** Records for this task follows **

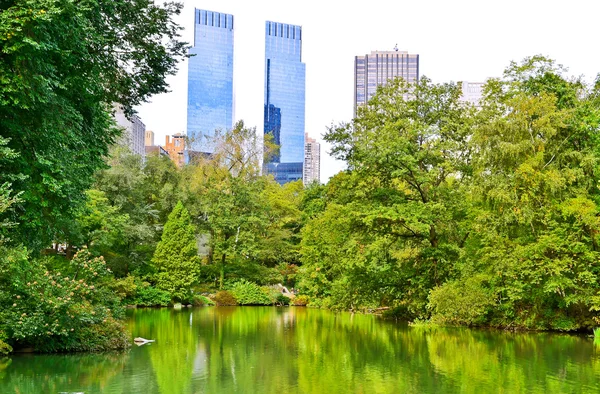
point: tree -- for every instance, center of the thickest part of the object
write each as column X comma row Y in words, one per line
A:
column 176, row 256
column 401, row 205
column 62, row 65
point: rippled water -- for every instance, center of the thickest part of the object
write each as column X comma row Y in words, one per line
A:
column 300, row 350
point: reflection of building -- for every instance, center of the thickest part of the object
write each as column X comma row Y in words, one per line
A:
column 285, row 76
column 175, row 146
column 472, row 92
column 377, row 68
column 312, row 160
column 210, row 78
column 133, row 131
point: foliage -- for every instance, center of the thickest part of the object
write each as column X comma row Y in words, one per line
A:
column 248, row 293
column 5, row 348
column 176, row 257
column 62, row 66
column 472, row 216
column 281, row 300
column 54, row 311
column 200, row 300
column 225, row 298
column 301, row 300
column 147, row 295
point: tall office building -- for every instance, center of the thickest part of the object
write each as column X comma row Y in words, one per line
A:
column 312, row 160
column 210, row 79
column 378, row 68
column 134, row 131
column 285, row 76
column 472, row 92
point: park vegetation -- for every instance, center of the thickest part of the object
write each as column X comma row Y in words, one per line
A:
column 447, row 213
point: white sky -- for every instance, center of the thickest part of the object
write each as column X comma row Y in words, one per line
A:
column 468, row 40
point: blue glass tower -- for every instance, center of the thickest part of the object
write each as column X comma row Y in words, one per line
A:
column 285, row 76
column 210, row 79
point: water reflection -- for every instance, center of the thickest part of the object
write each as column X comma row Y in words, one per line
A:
column 273, row 350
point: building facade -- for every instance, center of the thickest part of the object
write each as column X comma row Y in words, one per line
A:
column 210, row 79
column 377, row 68
column 472, row 92
column 149, row 138
column 312, row 160
column 134, row 130
column 284, row 109
column 175, row 146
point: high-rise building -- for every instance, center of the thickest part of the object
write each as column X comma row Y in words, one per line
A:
column 133, row 131
column 210, row 79
column 312, row 160
column 285, row 76
column 378, row 68
column 149, row 138
column 175, row 146
column 472, row 92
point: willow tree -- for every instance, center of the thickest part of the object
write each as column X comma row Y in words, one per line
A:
column 62, row 65
column 401, row 204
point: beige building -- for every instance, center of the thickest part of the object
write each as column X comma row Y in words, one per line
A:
column 175, row 146
column 472, row 92
column 377, row 68
column 312, row 160
column 133, row 131
column 149, row 140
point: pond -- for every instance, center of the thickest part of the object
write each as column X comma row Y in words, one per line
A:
column 302, row 350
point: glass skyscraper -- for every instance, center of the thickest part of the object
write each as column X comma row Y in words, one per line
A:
column 377, row 68
column 285, row 76
column 210, row 79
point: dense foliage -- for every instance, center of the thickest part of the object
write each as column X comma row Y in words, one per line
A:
column 466, row 215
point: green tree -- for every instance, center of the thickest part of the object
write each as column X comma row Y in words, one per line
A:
column 401, row 205
column 176, row 256
column 535, row 191
column 62, row 65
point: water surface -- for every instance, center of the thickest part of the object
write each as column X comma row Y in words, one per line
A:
column 300, row 350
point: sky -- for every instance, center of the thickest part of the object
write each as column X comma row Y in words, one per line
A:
column 462, row 40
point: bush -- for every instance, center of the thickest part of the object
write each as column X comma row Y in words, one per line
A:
column 147, row 295
column 248, row 293
column 225, row 298
column 200, row 300
column 5, row 348
column 282, row 300
column 52, row 311
column 461, row 303
column 300, row 300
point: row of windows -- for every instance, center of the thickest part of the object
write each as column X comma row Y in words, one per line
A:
column 216, row 19
column 284, row 30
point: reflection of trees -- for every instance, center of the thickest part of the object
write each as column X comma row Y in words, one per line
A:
column 268, row 350
column 62, row 373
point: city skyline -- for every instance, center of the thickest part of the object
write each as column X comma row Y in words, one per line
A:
column 462, row 41
column 210, row 78
column 284, row 111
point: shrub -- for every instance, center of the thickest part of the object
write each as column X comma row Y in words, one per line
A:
column 200, row 300
column 225, row 298
column 248, row 293
column 300, row 300
column 282, row 300
column 52, row 311
column 461, row 303
column 5, row 348
column 147, row 295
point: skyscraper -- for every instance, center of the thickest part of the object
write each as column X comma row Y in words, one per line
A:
column 285, row 76
column 377, row 68
column 312, row 160
column 210, row 78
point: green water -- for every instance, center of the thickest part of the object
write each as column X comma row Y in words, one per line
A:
column 300, row 350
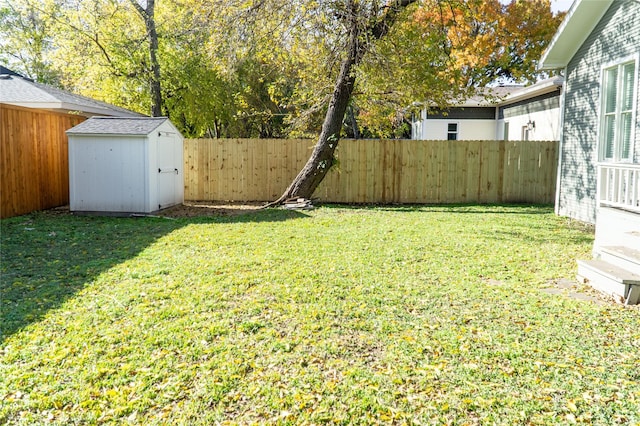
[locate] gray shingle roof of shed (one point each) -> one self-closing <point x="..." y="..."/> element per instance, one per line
<point x="118" y="126"/>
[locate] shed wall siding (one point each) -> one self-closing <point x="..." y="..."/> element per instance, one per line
<point x="616" y="37"/>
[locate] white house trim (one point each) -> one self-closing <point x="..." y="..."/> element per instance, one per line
<point x="581" y="19"/>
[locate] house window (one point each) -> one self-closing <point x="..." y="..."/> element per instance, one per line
<point x="452" y="131"/>
<point x="616" y="127"/>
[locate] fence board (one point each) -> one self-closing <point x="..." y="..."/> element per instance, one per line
<point x="376" y="171"/>
<point x="34" y="162"/>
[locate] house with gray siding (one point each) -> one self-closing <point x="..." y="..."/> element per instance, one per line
<point x="498" y="113"/>
<point x="597" y="48"/>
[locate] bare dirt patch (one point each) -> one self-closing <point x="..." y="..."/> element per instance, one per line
<point x="210" y="208"/>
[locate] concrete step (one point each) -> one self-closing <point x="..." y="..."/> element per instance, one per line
<point x="610" y="279"/>
<point x="621" y="256"/>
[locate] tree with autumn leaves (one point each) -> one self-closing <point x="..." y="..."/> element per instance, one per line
<point x="268" y="68"/>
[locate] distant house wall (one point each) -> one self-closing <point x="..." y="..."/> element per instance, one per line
<point x="536" y="118"/>
<point x="471" y="123"/>
<point x="543" y="112"/>
<point x="617" y="36"/>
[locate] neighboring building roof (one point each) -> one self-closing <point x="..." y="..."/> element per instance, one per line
<point x="21" y="91"/>
<point x="140" y="126"/>
<point x="581" y="19"/>
<point x="504" y="95"/>
<point x="540" y="88"/>
<point x="7" y="71"/>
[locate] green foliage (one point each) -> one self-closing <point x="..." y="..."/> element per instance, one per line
<point x="26" y="37"/>
<point x="423" y="315"/>
<point x="266" y="68"/>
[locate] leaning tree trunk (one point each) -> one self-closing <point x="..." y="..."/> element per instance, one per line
<point x="321" y="158"/>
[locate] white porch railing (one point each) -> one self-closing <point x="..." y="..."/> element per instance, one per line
<point x="619" y="186"/>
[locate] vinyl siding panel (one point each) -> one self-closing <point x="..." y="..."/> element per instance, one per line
<point x="616" y="37"/>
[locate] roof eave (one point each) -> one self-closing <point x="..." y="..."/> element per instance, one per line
<point x="580" y="21"/>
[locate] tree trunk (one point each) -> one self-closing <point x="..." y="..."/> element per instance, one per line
<point x="321" y="158"/>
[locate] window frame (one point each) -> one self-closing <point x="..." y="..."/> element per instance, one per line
<point x="617" y="113"/>
<point x="456" y="132"/>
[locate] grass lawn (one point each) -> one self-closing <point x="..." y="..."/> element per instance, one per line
<point x="420" y="315"/>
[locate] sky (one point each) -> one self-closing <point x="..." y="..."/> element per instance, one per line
<point x="560" y="5"/>
<point x="556" y="5"/>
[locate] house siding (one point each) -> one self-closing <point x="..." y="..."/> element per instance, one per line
<point x="463" y="113"/>
<point x="617" y="36"/>
<point x="529" y="106"/>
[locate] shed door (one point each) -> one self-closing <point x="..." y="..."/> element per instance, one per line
<point x="169" y="179"/>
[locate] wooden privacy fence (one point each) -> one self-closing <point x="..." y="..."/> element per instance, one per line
<point x="375" y="171"/>
<point x="34" y="164"/>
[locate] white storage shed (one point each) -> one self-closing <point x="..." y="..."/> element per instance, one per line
<point x="125" y="165"/>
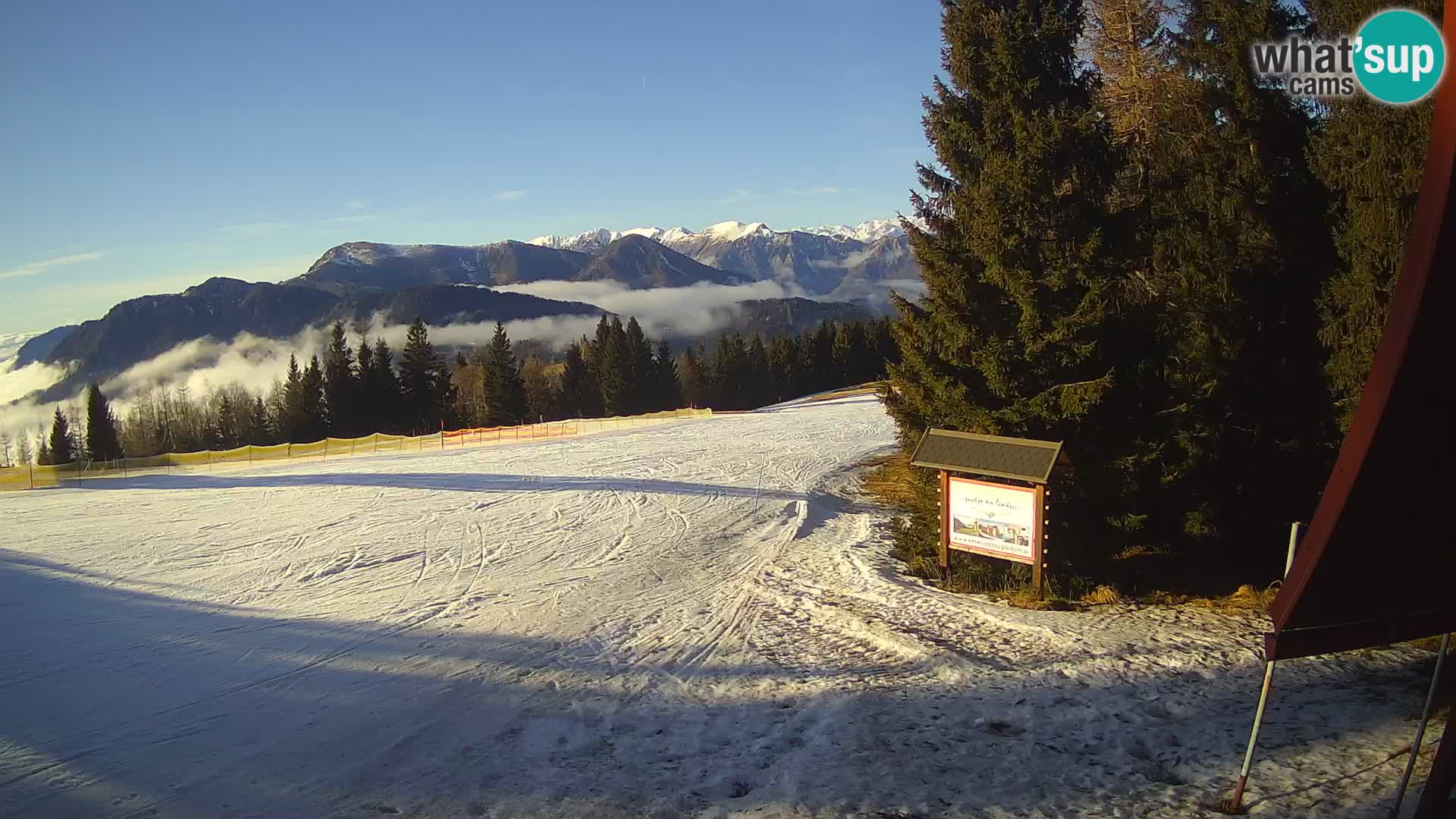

** End of Records for this task **

» To do
Keep every word of the records exact as you write them out, but drop the pictures.

» Exercise solution
point: tree -- for every instance, center of the thickest part of the object
write each as column X comma row Y in words, one per line
A:
column 176, row 256
column 401, row 205
column 62, row 65
point: rippled water -- for every instance, center of the thickest part of the object
write each as column X comma row Y in words, one per line
A:
column 300, row 350
point: reflection of building -- for every instance, center of the thickest part of the object
write each as column X comma row Y in words, one per line
A:
column 285, row 76
column 175, row 146
column 472, row 92
column 377, row 68
column 312, row 160
column 210, row 78
column 133, row 131
point: foliage -- for every instance, center of the thickest part of the object
write each as column X comma row Y in words, one per line
A:
column 248, row 293
column 5, row 348
column 176, row 257
column 62, row 66
column 472, row 216
column 281, row 300
column 54, row 311
column 200, row 300
column 225, row 298
column 301, row 300
column 147, row 295
point: tall office building -- for every instance, center of the thickest part of the object
write each as column X comma row Y in words, one per line
A:
column 312, row 160
column 210, row 79
column 378, row 68
column 134, row 131
column 285, row 76
column 472, row 92
point: park vegetation -- for every instance, center of the thickest part of the object
write each as column X comma row Y in words, one per line
A:
column 447, row 213
point: white sky -- for every instance, center of the thickest part of the object
write each as column X comma row Y in words, one per line
A:
column 468, row 40
point: blue glass tower -- for every instance, center of the thickest part of the object
write each as column X comma row Y in words, one per line
A:
column 285, row 76
column 210, row 79
point: water reflection -- for every instance, center of the thickest part of the object
write each as column X comma row Y in words, one per line
A:
column 273, row 350
point: building facade -- for every instance, center of the thickest part of the object
write each as column X comma row Y in words, one per line
A:
column 210, row 79
column 377, row 68
column 472, row 92
column 149, row 138
column 312, row 160
column 134, row 130
column 284, row 109
column 175, row 146
point: high-rise building -- for every instance, center of the thickest part of the object
write each as column X comma row Y in words, one per line
A:
column 133, row 131
column 210, row 79
column 312, row 160
column 285, row 76
column 378, row 68
column 149, row 138
column 175, row 146
column 472, row 92
point: willow tree -- for every instance, center of the thickest part of the object
write each as column X comma row Y in words, one per line
A:
column 62, row 65
column 401, row 204
point: beige building -- for every instance, center of the thickest part of the object
write each as column X comma row Y in words, one per line
A:
column 175, row 146
column 472, row 92
column 377, row 68
column 312, row 160
column 133, row 131
column 149, row 140
point: pond -- for every instance, center of the thickest part of the object
write each as column X comma row Y in words, one per line
A:
column 302, row 350
point: glass skyscraper -- for every instance, center of the thickest part of the object
write each as column X comma row Y in words, one per line
A:
column 377, row 68
column 285, row 76
column 210, row 79
point: dense foliage -- for every instance, center of the thickest part of the object
write each as column X comma row Y in words, one per line
A:
column 466, row 215
point: green tree -- for every instance, center of the thickest part of the object
write each as column X comma row Y in words, one per line
A:
column 401, row 205
column 176, row 256
column 535, row 191
column 62, row 65
point: water surface -- for every instance, center of the thickest part of the object
write each as column X comma row Y in words, one per line
A:
column 300, row 350
point: sky -- for every instance, center of the thickest part of the object
write each as column X comma row Y in words, one per line
A:
column 462, row 40
point: bush -- for every instance, center of the thickest part of the object
write each as column X comma row Y in words, one per line
A:
column 147, row 295
column 248, row 293
column 225, row 298
column 200, row 300
column 5, row 348
column 282, row 300
column 52, row 311
column 461, row 303
column 300, row 300
point: row of windows -- for every instance, center of the thickest part of the object
write each as column X comma row Y in words, one per line
A:
column 216, row 19
column 284, row 30
point: reflection of trees -- for every instance, center of the thickest part of the object
write each as column X comma row Y in words, one per line
A:
column 268, row 350
column 62, row 373
point: city skyline -- for every instance, center of the thickest part of the object
write each as column X comma row Y in words, one per line
A:
column 462, row 41
column 210, row 78
column 284, row 111
point: shrub -- for every instance, center of the thickest part of the object
write each as column X comma row Y in words, one per line
A:
column 200, row 300
column 225, row 298
column 248, row 293
column 300, row 300
column 282, row 300
column 52, row 311
column 461, row 303
column 5, row 348
column 147, row 295
point: skyscraper -- for every instance, center of the thickest part of the object
write each as column X comma row Y in words, one per line
A:
column 285, row 76
column 377, row 68
column 312, row 160
column 210, row 78
point: green water -- for every instance, center of the thickest part of the object
write each as column X comma row Y in words, one per line
A:
column 300, row 350
[locate] gray shingle roof of shed (one point each) -> one self-closing <point x="..." y="..."/> element per instance, one per line
<point x="118" y="126"/>
[locate] shed wall siding (one point each) -> one self-closing <point x="..." y="..."/> element per instance, one per line
<point x="616" y="37"/>
[locate] white house trim (one point each) -> one self-closing <point x="..." y="..."/> element per instance, one per line
<point x="581" y="19"/>
[locate] house window (one point each) -> one self-closing <point x="..." y="..."/> element per instance, one per line
<point x="452" y="131"/>
<point x="616" y="127"/>
[locate] fence board (one point each) -> one self-closing <point x="..." y="..."/> element per instance, one per line
<point x="376" y="171"/>
<point x="34" y="162"/>
[locate] house with gray siding (one point each) -> one self-closing <point x="..." y="..."/> element per instance, one per line
<point x="498" y="113"/>
<point x="597" y="48"/>
[locate] bare dirt patch (one point each) -> one self-closing <point x="..." y="..."/> element per instance, one per line
<point x="210" y="208"/>
[locate] concrete step (one point each) -> one self-closing <point x="..." y="..."/> element per instance, one per line
<point x="610" y="279"/>
<point x="621" y="256"/>
[locate] tree with autumn leaves (one point each) -> one self-closing <point x="..." y="..."/> element per instance, one per line
<point x="268" y="68"/>
[locate] distant house wall (one point each) -> one self-closing <point x="..." y="..."/> element per instance, one per line
<point x="536" y="118"/>
<point x="471" y="123"/>
<point x="543" y="112"/>
<point x="617" y="36"/>
[locate] neighboring building roof (one point each) -> one self-closing <point x="..." y="..."/> element per instance, one per line
<point x="21" y="91"/>
<point x="140" y="126"/>
<point x="581" y="19"/>
<point x="504" y="95"/>
<point x="540" y="88"/>
<point x="7" y="71"/>
[locate] green foliage (one point each) -> one self-closing <point x="..." y="..."/> element per instance, one per line
<point x="26" y="37"/>
<point x="423" y="315"/>
<point x="266" y="68"/>
[locate] leaning tree trunk (one point each) -> one self-closing <point x="..." y="..."/> element per instance, one per line
<point x="321" y="158"/>
[locate] white porch railing (one point each) -> one self-closing <point x="..." y="..."/> element per instance, one per line
<point x="619" y="186"/>
[locate] vinyl siding panel (one point each) -> one self-closing <point x="..." y="..."/> element per instance, one per line
<point x="616" y="37"/>
[locate] roof eave (one point each) -> one self-closing <point x="..." y="..."/> element per instance, one per line
<point x="580" y="21"/>
[locate] tree trunk (one point each) -> one self-closing <point x="..." y="..."/> element per instance, one per line
<point x="321" y="158"/>
[locate] window frame (one point each) -> one self-closing <point x="..." y="..."/> element per instance, one per line
<point x="617" y="113"/>
<point x="456" y="132"/>
[locate] grass lawn (one point each) -> one self-closing <point x="..." y="..."/> element per instance, one per line
<point x="420" y="315"/>
[locate] sky (one point each) -> one self-closing <point x="..." y="..."/> element per instance, one per line
<point x="560" y="5"/>
<point x="556" y="5"/>
[locate] house siding (one point each) -> one self-closing <point x="..." y="..."/> element per instance, one per line
<point x="463" y="113"/>
<point x="617" y="36"/>
<point x="529" y="106"/>
[locate] shed door (one point each) -> one self-closing <point x="..." y="..."/> element per instance, one per line
<point x="169" y="179"/>
[locate] wooden privacy fence (one point each) -> one self-closing <point x="..." y="..."/> element per instance, one per line
<point x="375" y="171"/>
<point x="34" y="164"/>
[locate] white storage shed (one point each) -> one self-closing <point x="..." y="..."/> element per instance, one per line
<point x="125" y="165"/>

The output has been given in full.